■ What needs to be done:
Repeat the passage from the article on the two Anthropic rulings, starting with "On May 19, a" and going on through "a single piece.", without changing a word.

■ Extract to read:
*****
Two Courts. Two Rulings. One Blacklisted AI Company.
On May 19 the DC Circuit hears Anthropic’s appeal. Three weeks earlier, a California judge had already blocked the same Pentagon blacklisting. Two courts, two opposite rulings, one company caught between them.

On May 19, a federal appeals court will hear oral arguments that could determine whether the Pentagon can keep Anthropic, the AI safety company behind the Claude family of models, permanently blacklisted from federal contracts. Anthropic will arrive to that hearing having already won a partial court order saying the opposite, and the collision between those two rulings is the story almost no one has covered as a single piece.
Three weeks before the DC Circuit denied Anthropic's motion to pause the blacklisting, a California federal judge blocked one of the underlying Pentagon directives. CNBC reported that the California court found the government appeared to have retaliated against Anthropic for its public positions on AI safety, violating both the First Amendment's free speech guarantees and the Fifth Amendment's right to dispute a government action before it takes effect. The DC Circuit panel, all three judges Republican-appointed and two of them named by President Trump, acknowledged that Anthropic "will likely suffer some irreparable harm," but said the balance of the equities cut in the government's favor, Ars Technica reported. Acting Attorney General Todd Blanche called it a victory: "Military authority and operational control belong to the Commander-in-Chief and Department of War, not a tech company."
The dispute started with a $200 million contract Anthropic won from the Pentagon last July to develop AI capabilities for national security purposes, according to CBS News. After Anthropic refused subsequent terms that would have expanded Claude's use for surveillance and autonomous weapons applications, Defense Secretary Pete Hegseth issued orders designating the company a supply-chain risk, a classification Reuters reported was the first time a US company had been publicly flagged under these particular procurement statutes. That designation effectively bars Anthropic from the federal contracting market. The Computer and Communications Industry Association, a trade group, called the designation "a tool normally reserved for foreign adversaries," and warned that using it against a domestic company sends a chilling signal at a moment when US AI companies compete directly with Chinese ones.
*****
■ Data records:
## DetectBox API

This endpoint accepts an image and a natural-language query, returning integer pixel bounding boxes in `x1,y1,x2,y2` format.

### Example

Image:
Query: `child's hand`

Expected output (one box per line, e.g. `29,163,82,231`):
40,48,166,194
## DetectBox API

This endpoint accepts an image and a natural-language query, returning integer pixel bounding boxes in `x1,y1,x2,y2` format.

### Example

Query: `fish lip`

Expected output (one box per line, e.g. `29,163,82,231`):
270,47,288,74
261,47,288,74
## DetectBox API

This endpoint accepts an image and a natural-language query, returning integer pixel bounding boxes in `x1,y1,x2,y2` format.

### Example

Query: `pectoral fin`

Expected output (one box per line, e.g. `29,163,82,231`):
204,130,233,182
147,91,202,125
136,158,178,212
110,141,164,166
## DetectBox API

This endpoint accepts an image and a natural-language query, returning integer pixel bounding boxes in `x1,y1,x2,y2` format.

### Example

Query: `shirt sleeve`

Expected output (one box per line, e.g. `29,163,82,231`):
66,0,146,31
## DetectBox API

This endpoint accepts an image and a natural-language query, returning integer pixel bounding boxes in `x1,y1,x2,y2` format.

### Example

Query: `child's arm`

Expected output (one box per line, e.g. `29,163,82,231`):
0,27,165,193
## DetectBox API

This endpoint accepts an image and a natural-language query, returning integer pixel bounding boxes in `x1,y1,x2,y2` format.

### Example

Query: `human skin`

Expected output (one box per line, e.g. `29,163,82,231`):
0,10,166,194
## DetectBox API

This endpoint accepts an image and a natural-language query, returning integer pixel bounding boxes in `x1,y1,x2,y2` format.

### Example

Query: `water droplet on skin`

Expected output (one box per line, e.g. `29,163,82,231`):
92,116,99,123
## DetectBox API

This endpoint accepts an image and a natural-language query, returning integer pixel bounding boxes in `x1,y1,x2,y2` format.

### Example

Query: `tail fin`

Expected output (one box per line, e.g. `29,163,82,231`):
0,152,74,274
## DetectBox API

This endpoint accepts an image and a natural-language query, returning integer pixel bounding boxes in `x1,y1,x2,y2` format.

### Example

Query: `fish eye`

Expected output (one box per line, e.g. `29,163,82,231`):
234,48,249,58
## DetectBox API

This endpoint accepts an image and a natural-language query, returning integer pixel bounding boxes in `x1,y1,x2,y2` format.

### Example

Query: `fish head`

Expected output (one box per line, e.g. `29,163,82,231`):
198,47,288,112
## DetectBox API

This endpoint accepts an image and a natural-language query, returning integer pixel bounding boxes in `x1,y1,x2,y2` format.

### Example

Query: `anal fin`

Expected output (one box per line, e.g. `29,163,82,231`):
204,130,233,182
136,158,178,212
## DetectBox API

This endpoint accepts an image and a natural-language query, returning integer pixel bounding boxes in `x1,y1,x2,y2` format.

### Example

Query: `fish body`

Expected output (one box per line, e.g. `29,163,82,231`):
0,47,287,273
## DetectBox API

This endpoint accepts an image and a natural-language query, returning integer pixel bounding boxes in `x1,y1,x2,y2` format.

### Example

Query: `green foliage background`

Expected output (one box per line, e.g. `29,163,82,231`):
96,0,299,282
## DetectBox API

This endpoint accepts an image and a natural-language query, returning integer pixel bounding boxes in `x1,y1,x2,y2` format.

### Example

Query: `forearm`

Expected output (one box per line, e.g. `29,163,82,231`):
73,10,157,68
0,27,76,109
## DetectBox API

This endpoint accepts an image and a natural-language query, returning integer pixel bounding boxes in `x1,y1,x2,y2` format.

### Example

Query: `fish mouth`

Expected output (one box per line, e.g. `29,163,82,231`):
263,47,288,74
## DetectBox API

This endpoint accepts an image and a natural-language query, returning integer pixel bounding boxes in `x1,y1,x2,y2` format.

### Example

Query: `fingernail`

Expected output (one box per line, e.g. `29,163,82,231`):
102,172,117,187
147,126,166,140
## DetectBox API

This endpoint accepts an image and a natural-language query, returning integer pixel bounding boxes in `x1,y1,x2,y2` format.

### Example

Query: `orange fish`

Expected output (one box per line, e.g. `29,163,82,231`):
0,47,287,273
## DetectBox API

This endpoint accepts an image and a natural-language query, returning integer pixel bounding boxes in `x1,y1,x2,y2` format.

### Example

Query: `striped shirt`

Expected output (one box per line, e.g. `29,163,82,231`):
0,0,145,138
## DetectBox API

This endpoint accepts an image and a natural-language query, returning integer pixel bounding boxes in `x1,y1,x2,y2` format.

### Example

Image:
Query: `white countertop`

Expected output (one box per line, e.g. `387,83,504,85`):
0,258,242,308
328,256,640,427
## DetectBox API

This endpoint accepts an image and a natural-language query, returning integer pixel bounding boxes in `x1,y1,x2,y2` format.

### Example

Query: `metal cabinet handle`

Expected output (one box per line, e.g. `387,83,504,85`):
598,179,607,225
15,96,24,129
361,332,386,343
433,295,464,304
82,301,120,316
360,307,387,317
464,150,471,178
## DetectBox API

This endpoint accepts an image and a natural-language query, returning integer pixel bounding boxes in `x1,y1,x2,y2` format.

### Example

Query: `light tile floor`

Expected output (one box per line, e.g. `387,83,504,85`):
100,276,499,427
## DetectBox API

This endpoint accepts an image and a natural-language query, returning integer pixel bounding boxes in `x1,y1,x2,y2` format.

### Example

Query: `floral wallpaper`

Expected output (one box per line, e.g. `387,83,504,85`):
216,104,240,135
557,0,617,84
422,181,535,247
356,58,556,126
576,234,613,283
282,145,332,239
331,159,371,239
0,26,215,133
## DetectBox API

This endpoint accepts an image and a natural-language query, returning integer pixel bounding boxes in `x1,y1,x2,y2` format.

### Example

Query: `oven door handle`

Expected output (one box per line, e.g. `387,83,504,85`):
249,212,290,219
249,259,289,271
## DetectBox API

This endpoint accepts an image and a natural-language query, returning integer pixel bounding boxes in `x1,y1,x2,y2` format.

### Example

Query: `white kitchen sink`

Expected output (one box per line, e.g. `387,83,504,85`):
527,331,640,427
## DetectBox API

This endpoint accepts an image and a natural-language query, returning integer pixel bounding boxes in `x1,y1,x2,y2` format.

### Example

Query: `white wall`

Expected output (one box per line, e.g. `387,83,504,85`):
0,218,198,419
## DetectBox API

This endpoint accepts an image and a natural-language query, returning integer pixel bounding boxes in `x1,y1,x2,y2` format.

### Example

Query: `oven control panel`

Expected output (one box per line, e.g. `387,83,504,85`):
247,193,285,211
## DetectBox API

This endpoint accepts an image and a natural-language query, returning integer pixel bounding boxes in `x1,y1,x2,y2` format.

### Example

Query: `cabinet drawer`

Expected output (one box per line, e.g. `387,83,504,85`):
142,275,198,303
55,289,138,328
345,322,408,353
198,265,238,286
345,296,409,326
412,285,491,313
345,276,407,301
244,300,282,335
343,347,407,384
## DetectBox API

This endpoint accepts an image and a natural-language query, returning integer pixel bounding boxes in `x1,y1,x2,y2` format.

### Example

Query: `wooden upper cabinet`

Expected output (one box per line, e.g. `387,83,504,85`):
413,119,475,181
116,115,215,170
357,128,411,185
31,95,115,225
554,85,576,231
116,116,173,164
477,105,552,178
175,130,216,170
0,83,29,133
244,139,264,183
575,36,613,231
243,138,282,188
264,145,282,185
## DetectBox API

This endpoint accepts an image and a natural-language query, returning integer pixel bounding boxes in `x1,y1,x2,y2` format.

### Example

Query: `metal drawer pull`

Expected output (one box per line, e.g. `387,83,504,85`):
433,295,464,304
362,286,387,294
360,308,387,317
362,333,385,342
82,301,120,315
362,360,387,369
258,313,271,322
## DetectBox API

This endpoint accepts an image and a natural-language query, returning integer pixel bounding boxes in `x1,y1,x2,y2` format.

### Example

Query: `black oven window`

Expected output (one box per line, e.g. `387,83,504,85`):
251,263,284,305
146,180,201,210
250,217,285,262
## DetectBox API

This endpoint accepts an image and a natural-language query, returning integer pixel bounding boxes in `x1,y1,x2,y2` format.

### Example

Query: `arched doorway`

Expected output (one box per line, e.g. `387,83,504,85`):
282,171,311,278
*****
■ Answer space:
On May 19, a federal appeals court will hear oral arguments that could determine whether the Pentagon can keep Anthropic, the AI safety company behind the Claude family of models, permanently blacklisted from federal contracts. Anthropic will arrive to that hearing having already won a partial court order saying the opposite, and the collision between those two rulings is the story almost no one has covered as a single piece.